**Exercise aim**:
From the listing below, pull out every line that contains the word "cloud" and copy each of those lines whole. Case counts.

=== Material supplied ===

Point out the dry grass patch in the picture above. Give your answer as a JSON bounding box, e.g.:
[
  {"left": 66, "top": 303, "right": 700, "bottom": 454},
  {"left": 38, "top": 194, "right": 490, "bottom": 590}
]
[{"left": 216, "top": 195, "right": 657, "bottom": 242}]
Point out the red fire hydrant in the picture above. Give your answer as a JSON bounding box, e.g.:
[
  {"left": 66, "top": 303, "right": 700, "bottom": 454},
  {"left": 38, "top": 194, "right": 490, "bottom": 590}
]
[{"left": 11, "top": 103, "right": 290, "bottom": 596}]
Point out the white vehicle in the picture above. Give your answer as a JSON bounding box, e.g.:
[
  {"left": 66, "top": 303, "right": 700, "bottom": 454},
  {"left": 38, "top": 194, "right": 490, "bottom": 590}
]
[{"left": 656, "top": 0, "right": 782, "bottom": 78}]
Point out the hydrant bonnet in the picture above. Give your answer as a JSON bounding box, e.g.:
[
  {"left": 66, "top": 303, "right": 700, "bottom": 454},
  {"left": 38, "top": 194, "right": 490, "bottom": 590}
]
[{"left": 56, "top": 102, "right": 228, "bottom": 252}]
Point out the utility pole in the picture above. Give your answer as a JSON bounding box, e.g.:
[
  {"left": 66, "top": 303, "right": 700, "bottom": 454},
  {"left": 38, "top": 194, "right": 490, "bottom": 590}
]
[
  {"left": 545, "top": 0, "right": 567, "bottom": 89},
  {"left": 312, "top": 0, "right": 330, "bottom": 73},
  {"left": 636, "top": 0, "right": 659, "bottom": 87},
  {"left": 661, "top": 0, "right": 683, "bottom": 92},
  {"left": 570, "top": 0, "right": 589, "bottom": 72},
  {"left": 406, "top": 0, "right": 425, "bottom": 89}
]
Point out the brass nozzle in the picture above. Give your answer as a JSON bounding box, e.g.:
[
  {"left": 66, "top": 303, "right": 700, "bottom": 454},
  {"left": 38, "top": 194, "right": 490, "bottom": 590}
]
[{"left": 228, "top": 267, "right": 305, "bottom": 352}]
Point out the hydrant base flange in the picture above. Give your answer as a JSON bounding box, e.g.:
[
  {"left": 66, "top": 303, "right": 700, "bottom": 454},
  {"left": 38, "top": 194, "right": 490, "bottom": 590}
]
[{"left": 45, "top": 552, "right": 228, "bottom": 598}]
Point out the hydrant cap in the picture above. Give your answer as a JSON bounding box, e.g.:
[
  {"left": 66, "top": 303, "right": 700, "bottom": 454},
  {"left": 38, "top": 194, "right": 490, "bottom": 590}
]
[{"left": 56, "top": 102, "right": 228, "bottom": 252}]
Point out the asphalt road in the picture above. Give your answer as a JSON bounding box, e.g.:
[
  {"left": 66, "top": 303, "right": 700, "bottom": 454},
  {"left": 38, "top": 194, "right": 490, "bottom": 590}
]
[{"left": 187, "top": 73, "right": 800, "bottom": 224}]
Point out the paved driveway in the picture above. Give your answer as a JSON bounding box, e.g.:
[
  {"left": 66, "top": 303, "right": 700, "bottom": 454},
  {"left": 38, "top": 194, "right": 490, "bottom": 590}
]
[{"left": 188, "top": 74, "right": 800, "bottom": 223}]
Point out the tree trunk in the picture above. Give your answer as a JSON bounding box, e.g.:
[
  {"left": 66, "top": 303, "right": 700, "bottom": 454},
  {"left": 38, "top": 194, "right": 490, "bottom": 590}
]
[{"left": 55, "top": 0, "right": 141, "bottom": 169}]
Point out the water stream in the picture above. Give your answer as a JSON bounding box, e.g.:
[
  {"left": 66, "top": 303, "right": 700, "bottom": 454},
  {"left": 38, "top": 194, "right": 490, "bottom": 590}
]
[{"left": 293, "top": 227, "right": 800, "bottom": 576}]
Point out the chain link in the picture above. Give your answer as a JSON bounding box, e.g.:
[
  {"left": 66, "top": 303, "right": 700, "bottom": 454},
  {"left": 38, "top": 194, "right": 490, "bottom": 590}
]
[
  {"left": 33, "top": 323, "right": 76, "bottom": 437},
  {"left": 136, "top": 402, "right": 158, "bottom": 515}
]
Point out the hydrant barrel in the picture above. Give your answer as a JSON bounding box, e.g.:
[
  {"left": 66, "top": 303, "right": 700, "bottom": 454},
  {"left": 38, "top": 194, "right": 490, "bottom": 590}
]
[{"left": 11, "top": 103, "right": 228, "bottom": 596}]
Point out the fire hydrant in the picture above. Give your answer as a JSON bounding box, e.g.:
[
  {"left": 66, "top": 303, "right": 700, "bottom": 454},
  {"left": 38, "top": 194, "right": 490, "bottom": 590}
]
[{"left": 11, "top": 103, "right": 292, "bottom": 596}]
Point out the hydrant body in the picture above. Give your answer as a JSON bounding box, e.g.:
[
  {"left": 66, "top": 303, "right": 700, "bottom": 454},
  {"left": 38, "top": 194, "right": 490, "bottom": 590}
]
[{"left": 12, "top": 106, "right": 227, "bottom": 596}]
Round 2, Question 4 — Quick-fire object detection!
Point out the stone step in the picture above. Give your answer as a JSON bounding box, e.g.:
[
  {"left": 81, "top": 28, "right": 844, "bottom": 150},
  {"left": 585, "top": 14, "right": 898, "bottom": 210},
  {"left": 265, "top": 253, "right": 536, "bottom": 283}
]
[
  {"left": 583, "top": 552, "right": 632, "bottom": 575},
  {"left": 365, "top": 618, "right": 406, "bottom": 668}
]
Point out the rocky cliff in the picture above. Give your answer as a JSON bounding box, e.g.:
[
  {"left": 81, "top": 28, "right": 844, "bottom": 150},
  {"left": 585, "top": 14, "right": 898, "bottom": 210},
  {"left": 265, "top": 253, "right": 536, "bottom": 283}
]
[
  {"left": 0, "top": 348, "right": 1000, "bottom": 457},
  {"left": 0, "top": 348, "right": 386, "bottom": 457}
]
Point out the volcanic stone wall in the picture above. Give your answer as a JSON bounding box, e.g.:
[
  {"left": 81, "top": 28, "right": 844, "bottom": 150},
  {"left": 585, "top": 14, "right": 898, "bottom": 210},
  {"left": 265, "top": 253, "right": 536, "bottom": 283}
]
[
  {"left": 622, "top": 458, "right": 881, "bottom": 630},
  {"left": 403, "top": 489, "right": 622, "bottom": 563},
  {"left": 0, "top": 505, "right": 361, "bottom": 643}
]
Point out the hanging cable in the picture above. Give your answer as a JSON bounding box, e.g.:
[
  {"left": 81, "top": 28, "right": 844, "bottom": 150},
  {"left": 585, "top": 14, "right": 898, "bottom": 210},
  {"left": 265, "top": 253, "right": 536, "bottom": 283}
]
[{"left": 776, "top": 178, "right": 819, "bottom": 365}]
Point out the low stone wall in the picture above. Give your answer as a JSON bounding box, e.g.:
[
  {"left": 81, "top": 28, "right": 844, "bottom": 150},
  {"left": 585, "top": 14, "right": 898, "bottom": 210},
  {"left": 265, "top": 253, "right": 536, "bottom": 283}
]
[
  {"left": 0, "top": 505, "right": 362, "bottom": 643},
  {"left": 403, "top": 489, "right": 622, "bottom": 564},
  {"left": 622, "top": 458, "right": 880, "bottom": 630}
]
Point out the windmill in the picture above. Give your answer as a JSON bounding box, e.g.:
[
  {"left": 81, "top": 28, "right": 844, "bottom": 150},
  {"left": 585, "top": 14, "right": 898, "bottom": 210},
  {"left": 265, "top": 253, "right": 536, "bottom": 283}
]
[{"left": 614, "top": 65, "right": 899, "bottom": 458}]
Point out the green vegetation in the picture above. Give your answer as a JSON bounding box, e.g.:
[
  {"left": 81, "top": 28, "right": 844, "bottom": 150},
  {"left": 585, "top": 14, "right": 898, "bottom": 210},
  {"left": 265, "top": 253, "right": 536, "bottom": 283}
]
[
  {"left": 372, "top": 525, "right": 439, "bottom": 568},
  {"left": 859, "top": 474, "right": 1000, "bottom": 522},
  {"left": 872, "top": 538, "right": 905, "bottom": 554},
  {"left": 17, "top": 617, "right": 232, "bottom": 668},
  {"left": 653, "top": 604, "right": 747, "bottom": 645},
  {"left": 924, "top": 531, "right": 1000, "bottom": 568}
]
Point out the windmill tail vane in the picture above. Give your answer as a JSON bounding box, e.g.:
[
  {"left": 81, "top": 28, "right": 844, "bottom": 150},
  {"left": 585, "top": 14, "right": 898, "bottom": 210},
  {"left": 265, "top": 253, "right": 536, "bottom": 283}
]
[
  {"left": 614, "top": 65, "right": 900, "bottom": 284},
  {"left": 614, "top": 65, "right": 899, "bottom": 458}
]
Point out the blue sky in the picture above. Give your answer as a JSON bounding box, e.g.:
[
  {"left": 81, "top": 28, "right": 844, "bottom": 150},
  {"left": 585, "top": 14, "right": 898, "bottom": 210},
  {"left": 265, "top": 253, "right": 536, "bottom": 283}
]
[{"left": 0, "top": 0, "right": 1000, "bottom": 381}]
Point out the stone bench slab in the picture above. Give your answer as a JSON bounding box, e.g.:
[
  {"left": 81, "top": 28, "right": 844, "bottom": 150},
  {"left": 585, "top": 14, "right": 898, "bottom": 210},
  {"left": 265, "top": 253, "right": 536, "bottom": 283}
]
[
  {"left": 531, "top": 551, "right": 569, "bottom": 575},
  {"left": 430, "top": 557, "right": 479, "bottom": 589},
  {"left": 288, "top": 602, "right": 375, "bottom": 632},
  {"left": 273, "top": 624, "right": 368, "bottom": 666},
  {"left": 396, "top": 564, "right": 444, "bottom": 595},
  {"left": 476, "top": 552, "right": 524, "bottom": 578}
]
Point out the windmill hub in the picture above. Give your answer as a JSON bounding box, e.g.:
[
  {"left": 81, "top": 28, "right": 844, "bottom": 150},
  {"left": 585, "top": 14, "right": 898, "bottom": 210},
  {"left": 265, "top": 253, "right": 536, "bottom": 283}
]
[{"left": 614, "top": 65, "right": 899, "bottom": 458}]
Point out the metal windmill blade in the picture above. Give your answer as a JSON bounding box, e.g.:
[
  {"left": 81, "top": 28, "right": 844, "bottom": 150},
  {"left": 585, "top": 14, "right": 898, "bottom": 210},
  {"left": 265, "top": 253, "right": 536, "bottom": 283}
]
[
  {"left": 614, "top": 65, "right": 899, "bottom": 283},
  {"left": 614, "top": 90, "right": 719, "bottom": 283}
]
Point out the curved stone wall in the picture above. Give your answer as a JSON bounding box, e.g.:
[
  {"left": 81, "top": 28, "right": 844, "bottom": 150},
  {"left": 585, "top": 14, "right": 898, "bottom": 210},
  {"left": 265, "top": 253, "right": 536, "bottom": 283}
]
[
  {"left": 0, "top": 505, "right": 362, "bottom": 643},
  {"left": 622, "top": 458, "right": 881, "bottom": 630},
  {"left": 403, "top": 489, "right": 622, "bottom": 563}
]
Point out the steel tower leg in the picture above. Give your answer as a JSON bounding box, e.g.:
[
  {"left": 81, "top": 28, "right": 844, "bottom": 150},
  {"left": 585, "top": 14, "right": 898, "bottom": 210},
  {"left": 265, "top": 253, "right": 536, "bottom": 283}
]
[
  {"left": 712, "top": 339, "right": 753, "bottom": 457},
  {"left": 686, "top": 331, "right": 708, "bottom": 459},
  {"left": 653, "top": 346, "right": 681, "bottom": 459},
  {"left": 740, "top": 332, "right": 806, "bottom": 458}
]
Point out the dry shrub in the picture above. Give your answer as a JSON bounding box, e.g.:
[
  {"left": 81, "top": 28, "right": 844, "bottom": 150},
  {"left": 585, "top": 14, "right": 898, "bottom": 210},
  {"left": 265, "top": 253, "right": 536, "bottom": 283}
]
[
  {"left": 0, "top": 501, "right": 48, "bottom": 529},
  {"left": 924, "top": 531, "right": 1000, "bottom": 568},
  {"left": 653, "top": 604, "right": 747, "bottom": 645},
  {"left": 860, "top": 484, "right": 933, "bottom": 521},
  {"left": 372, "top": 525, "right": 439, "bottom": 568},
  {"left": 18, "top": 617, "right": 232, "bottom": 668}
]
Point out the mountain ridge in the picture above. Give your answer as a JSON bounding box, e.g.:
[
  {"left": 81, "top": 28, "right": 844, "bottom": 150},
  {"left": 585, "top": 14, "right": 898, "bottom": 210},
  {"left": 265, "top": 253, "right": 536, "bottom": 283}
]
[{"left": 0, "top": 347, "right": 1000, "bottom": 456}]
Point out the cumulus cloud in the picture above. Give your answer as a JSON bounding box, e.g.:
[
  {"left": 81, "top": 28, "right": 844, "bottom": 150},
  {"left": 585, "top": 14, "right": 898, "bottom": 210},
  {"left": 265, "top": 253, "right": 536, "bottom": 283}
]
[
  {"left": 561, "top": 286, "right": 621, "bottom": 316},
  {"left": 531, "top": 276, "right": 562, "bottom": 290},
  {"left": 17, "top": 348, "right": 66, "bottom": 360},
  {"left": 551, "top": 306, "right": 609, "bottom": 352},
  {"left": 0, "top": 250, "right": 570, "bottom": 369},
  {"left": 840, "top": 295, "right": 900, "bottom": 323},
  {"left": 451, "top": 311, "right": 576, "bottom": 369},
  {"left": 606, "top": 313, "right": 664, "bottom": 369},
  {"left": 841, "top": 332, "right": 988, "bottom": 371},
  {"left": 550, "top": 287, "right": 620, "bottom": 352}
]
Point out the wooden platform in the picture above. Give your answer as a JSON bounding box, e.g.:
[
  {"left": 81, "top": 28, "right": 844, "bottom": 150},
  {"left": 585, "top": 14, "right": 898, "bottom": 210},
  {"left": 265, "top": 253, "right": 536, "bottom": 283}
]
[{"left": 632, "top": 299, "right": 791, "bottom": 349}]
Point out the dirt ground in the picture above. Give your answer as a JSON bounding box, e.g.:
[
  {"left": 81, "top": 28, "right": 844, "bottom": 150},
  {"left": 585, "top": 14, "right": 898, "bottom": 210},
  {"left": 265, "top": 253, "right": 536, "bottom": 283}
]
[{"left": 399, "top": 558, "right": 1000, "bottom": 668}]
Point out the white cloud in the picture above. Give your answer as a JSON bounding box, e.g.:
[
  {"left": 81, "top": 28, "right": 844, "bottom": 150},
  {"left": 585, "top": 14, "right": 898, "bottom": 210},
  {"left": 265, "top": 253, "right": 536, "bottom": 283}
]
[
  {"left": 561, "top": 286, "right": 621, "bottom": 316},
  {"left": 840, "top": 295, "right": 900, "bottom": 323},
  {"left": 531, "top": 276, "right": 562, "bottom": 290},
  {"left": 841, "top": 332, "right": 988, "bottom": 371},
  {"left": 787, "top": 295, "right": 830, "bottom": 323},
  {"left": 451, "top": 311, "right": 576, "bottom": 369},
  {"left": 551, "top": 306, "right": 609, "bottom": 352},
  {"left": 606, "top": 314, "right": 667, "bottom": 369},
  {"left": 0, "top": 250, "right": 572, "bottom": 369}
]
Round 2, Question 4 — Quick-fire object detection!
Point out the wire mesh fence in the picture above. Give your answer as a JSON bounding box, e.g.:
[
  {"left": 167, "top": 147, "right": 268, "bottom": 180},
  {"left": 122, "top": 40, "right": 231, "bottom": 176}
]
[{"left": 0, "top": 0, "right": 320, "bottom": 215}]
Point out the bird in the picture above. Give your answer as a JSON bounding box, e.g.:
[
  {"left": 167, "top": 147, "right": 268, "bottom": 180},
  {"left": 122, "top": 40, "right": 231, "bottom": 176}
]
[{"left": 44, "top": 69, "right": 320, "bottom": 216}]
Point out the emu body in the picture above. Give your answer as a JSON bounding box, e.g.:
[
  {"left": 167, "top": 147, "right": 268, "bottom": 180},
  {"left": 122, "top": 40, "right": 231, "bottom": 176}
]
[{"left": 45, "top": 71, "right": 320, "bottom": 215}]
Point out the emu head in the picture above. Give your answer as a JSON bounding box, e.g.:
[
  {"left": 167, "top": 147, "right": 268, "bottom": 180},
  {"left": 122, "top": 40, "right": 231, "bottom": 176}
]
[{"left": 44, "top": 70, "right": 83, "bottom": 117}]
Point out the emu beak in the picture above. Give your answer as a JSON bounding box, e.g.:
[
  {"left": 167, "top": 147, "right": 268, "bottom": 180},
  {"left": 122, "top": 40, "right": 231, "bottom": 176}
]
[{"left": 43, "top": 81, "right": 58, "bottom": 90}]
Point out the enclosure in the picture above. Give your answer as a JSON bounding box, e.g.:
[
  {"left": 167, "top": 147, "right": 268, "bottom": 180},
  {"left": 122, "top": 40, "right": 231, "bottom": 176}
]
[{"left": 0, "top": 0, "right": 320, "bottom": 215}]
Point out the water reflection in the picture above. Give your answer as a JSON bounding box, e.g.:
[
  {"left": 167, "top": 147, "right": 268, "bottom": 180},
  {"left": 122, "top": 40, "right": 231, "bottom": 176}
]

===

**Written solution**:
Point out the cumulus cloud in the picture above. Give your answer as a JSON bounding box, e.g.:
Point out the white cloud in the picture above. Give your answer as a JSON bounding box, e.g.:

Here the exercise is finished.